- TASK OBJECTIVE -
Check every line of the entries below for "shorts", and copy the lines that have it.
=-=-=
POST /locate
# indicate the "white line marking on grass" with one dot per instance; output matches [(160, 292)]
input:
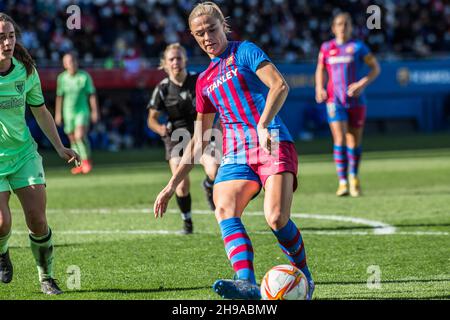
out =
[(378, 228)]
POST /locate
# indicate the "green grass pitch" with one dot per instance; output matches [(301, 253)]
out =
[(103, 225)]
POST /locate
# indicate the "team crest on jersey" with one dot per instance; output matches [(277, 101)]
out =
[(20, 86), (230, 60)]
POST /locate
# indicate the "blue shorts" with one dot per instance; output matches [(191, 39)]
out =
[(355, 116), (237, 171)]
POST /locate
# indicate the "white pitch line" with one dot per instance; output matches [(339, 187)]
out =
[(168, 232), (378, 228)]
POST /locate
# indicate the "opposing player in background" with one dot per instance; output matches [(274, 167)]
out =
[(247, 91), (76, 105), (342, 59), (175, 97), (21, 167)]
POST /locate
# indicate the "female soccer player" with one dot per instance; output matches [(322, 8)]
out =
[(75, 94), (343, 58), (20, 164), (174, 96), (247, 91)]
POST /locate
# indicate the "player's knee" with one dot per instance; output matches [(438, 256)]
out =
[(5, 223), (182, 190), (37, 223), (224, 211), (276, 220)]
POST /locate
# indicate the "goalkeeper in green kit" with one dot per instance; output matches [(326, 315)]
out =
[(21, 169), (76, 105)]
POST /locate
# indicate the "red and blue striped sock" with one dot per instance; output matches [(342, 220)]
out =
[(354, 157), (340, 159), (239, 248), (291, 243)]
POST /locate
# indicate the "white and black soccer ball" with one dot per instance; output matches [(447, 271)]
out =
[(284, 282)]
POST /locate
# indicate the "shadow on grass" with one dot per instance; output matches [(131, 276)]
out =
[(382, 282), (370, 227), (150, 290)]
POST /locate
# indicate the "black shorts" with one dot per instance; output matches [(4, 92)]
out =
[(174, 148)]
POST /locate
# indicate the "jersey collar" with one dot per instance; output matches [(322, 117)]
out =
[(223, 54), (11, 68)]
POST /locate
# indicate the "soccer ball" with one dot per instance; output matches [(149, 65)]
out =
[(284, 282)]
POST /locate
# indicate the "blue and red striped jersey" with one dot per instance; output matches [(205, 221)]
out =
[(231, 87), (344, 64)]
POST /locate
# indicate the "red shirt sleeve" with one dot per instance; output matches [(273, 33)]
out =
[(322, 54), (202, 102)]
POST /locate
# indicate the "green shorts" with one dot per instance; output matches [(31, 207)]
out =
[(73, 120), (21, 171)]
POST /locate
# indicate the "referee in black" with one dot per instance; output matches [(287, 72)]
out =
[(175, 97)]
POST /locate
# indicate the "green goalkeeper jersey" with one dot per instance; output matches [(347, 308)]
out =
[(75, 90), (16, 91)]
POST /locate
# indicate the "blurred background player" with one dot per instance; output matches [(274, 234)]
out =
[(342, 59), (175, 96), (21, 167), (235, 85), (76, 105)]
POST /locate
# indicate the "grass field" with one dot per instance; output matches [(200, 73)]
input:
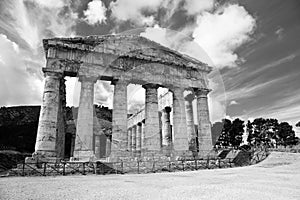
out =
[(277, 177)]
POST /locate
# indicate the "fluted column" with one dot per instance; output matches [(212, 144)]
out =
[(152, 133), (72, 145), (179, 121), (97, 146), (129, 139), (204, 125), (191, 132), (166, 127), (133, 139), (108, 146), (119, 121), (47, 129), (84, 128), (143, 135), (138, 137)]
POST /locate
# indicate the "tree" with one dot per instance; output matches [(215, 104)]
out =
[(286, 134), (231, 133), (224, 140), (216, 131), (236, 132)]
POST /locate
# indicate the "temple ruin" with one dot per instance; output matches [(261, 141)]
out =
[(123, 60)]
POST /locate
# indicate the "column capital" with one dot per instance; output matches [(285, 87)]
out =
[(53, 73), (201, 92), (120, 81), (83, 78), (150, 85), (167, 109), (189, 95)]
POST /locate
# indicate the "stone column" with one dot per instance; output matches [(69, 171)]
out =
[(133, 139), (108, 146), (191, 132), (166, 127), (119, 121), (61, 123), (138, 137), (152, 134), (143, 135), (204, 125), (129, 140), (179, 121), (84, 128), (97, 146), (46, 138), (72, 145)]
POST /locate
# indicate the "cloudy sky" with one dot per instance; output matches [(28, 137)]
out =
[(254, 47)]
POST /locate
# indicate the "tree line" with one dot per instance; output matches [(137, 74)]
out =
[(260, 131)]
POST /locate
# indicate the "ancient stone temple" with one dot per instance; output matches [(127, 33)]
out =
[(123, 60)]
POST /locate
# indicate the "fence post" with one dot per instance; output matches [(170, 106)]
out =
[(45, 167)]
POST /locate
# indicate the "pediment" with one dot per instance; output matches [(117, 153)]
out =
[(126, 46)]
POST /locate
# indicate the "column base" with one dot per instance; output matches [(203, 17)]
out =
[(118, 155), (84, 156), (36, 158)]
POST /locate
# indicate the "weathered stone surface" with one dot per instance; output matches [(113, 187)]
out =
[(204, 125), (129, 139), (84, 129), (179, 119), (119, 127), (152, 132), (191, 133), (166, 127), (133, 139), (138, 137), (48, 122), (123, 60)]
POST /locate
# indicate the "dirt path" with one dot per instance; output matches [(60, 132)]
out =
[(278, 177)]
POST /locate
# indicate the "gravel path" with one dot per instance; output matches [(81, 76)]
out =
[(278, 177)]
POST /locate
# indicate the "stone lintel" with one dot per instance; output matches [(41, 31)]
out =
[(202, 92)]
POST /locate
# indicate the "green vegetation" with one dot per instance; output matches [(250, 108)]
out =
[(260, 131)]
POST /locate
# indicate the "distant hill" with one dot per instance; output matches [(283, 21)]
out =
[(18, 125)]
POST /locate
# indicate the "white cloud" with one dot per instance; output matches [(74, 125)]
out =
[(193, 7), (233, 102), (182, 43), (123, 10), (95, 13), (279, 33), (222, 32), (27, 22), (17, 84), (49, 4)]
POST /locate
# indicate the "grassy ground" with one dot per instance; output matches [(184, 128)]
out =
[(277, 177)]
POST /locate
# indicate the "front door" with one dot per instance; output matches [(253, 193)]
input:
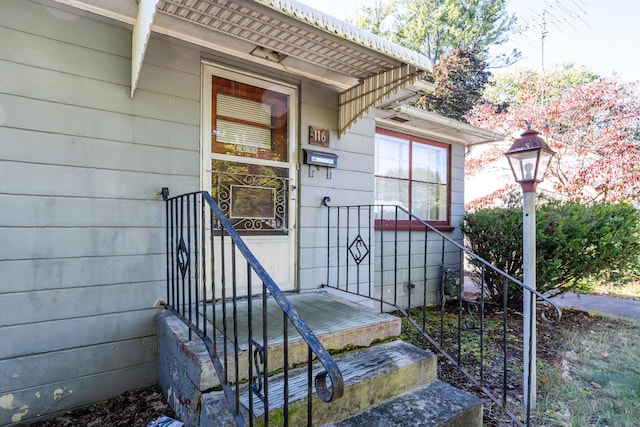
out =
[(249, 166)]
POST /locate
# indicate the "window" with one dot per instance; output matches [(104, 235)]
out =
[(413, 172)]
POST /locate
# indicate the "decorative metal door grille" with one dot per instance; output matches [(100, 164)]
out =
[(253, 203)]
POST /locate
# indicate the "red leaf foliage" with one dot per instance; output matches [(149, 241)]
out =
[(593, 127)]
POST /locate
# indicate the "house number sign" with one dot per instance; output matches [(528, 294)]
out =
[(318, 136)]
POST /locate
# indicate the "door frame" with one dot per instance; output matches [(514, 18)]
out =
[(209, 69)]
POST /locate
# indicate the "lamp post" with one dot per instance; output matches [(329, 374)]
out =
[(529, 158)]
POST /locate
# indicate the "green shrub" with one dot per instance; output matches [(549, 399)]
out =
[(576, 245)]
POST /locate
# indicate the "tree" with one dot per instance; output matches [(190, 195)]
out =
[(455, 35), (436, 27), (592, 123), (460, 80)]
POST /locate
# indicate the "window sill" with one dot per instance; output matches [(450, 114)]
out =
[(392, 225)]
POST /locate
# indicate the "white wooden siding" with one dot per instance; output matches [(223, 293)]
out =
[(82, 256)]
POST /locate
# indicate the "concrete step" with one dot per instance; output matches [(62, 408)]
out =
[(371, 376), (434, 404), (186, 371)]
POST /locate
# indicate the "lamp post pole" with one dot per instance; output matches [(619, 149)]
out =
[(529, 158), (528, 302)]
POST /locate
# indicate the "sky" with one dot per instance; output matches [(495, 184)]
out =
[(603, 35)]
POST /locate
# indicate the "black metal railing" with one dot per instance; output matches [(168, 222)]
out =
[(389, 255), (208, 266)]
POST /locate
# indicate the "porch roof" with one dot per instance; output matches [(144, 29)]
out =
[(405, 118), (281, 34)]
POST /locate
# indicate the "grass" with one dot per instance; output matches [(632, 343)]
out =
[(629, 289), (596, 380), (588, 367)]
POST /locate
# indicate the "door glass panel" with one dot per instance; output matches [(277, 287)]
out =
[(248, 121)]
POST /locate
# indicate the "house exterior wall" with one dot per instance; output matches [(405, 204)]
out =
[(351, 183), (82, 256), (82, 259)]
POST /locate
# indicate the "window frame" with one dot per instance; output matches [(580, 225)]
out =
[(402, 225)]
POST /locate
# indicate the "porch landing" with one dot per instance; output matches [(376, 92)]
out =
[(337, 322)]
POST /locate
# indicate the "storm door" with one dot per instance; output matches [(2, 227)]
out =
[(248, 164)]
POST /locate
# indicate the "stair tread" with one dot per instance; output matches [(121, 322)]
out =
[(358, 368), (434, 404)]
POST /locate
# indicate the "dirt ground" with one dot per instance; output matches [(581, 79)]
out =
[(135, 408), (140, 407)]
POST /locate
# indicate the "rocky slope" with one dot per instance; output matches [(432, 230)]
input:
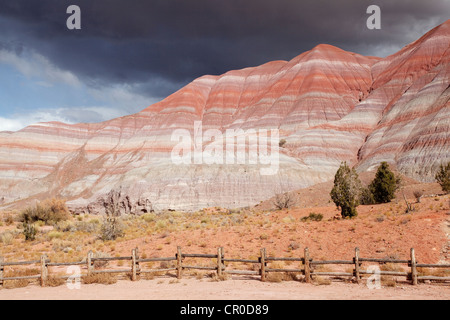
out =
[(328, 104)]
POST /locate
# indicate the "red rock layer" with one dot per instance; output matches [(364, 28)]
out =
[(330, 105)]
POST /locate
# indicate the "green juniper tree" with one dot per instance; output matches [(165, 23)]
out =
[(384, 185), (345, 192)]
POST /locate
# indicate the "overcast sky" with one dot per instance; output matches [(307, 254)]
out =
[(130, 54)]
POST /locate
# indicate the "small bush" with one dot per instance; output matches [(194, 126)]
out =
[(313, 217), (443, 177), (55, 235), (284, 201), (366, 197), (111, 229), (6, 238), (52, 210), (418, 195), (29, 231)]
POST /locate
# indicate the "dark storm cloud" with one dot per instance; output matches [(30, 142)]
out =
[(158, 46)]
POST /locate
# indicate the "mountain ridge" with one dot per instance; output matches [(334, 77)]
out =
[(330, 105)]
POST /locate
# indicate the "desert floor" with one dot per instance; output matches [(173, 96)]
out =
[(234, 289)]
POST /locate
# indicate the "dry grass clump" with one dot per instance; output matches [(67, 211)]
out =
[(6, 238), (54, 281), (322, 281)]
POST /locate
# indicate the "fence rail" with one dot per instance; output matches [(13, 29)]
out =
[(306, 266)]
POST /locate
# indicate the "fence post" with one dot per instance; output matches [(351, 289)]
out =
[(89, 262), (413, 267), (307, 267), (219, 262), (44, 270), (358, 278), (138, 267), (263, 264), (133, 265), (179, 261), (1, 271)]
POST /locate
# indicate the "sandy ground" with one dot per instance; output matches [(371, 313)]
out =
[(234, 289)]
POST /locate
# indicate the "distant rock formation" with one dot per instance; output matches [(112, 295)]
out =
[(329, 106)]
=-=-=
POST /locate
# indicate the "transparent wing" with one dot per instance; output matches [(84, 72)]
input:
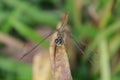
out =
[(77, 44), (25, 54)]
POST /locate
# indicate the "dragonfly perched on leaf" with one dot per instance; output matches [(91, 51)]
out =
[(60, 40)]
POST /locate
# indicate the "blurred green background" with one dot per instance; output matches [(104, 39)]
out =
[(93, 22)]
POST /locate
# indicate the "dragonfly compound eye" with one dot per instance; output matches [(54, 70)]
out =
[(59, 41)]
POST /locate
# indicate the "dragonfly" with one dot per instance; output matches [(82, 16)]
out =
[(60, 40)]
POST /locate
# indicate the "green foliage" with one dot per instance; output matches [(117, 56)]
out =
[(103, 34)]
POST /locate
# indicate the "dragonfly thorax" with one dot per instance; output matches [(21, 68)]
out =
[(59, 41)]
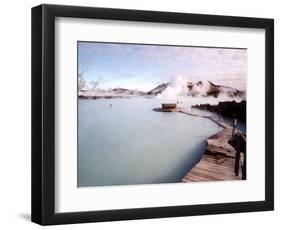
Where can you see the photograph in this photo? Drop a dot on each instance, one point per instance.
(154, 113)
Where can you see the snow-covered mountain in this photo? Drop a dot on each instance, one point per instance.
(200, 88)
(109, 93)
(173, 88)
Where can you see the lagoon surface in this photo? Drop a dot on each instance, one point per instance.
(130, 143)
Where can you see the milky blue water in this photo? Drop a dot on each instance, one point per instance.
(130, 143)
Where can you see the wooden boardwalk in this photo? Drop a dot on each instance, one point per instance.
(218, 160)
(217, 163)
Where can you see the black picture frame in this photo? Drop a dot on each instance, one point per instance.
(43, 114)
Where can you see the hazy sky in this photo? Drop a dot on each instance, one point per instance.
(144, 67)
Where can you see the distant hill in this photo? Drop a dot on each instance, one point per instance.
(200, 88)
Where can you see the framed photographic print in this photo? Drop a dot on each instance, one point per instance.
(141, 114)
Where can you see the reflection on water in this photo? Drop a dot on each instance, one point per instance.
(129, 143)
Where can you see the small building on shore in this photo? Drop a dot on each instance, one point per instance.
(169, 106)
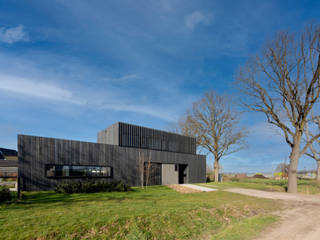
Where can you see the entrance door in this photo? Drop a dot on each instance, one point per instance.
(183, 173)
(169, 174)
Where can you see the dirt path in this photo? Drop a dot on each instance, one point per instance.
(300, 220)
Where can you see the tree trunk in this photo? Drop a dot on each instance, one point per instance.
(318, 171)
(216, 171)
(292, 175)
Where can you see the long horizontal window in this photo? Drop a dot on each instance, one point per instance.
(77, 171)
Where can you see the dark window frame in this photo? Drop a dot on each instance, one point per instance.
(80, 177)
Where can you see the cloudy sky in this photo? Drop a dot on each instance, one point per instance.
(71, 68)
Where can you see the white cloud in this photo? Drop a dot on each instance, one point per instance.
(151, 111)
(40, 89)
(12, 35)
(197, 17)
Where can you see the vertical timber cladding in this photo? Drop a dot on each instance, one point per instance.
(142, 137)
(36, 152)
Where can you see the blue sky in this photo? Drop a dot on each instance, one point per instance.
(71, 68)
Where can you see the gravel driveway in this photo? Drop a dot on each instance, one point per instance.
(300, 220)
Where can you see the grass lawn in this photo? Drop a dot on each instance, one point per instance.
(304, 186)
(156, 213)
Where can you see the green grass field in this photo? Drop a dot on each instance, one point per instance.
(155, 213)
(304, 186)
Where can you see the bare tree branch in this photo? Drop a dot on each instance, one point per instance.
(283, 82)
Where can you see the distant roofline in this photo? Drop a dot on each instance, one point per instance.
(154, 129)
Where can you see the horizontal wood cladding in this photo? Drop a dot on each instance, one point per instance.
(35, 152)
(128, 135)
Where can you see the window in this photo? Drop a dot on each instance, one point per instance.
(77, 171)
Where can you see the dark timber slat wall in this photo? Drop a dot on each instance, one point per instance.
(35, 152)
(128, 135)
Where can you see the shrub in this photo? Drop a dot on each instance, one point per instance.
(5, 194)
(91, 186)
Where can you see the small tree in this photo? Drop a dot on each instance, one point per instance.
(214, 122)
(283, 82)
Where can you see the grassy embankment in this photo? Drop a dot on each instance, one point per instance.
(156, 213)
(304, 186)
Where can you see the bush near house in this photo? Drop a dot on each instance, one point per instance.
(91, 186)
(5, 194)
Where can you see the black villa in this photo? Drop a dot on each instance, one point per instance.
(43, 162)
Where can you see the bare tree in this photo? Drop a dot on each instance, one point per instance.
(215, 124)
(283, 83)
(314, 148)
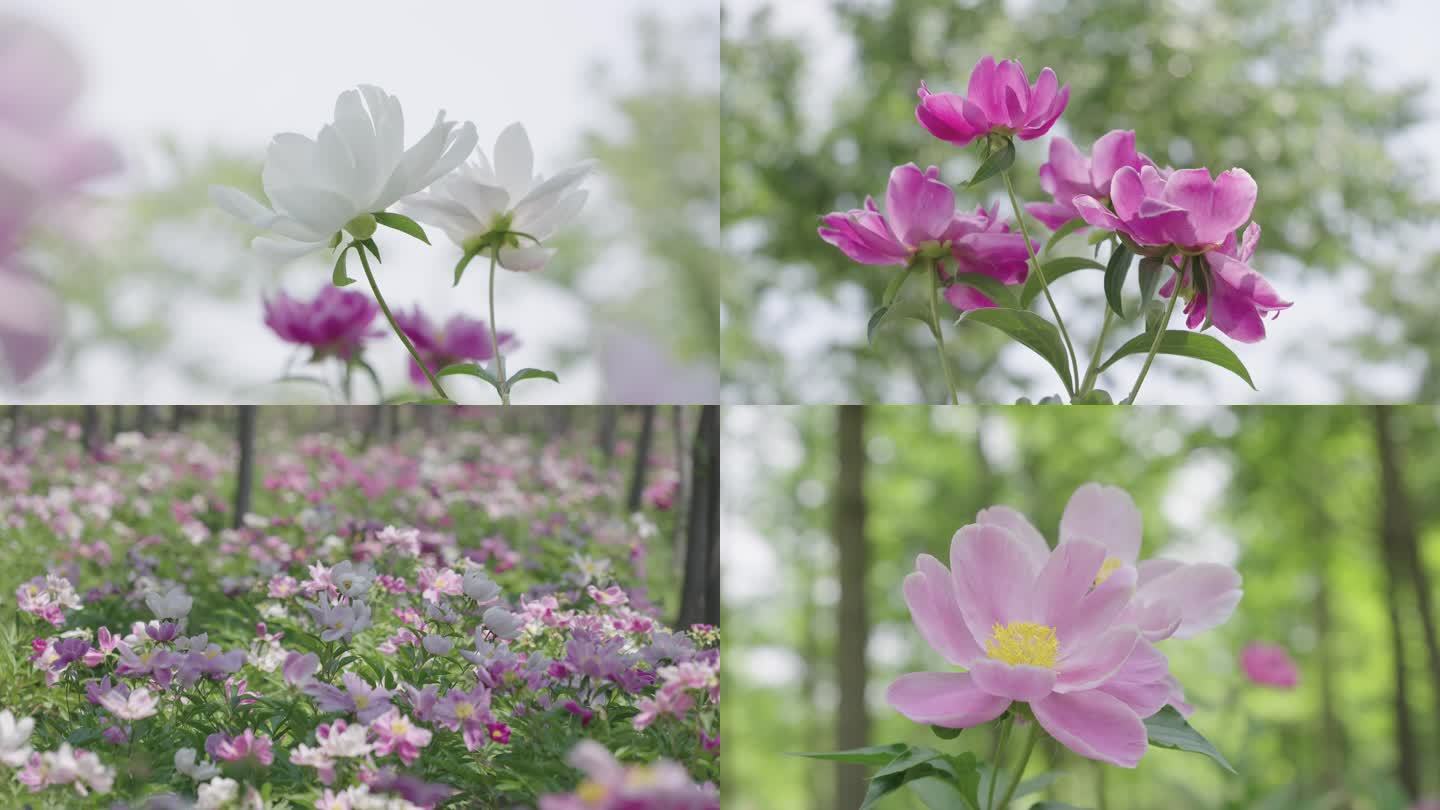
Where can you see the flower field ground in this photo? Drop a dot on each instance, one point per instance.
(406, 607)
=-=-=
- RESPONSE TO THE EXERCISE -
# indicate the "blue shorts" with one dot per instance; output matches [(191, 39)]
# indicate the "black shorts" with one dot per instance; output matches [(4, 92)]
# indicate the "green shorts" with one dot per instance; output matches [(31, 207)]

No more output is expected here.